Your task is to repeat the entries exactly. Leave the pictures out.

Data entries
********************

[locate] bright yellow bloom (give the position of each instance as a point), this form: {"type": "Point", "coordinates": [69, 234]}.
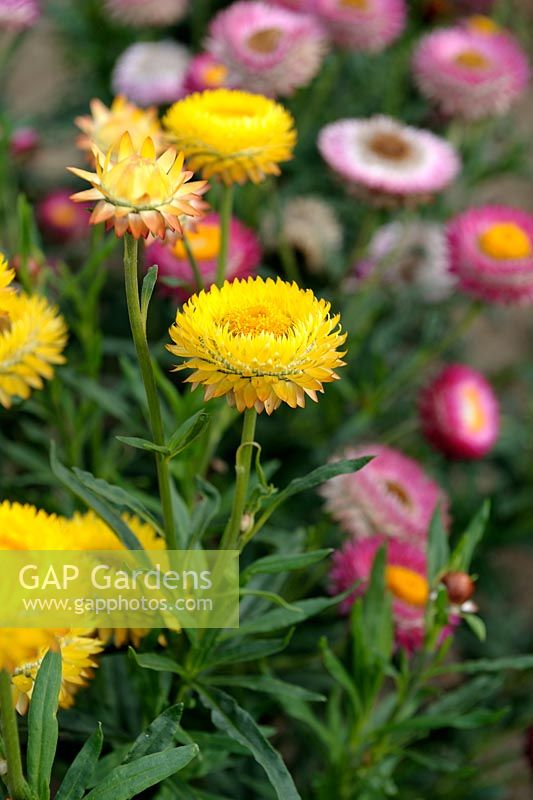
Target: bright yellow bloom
{"type": "Point", "coordinates": [32, 338]}
{"type": "Point", "coordinates": [258, 342]}
{"type": "Point", "coordinates": [105, 126]}
{"type": "Point", "coordinates": [138, 192]}
{"type": "Point", "coordinates": [233, 135]}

********************

TASK OUTPUT.
[locate] bright yellow bloom (give the position of each instance as a point), this form: {"type": "Point", "coordinates": [69, 234]}.
Target: bright yellow bloom
{"type": "Point", "coordinates": [32, 338]}
{"type": "Point", "coordinates": [258, 342]}
{"type": "Point", "coordinates": [105, 126]}
{"type": "Point", "coordinates": [138, 192]}
{"type": "Point", "coordinates": [233, 135]}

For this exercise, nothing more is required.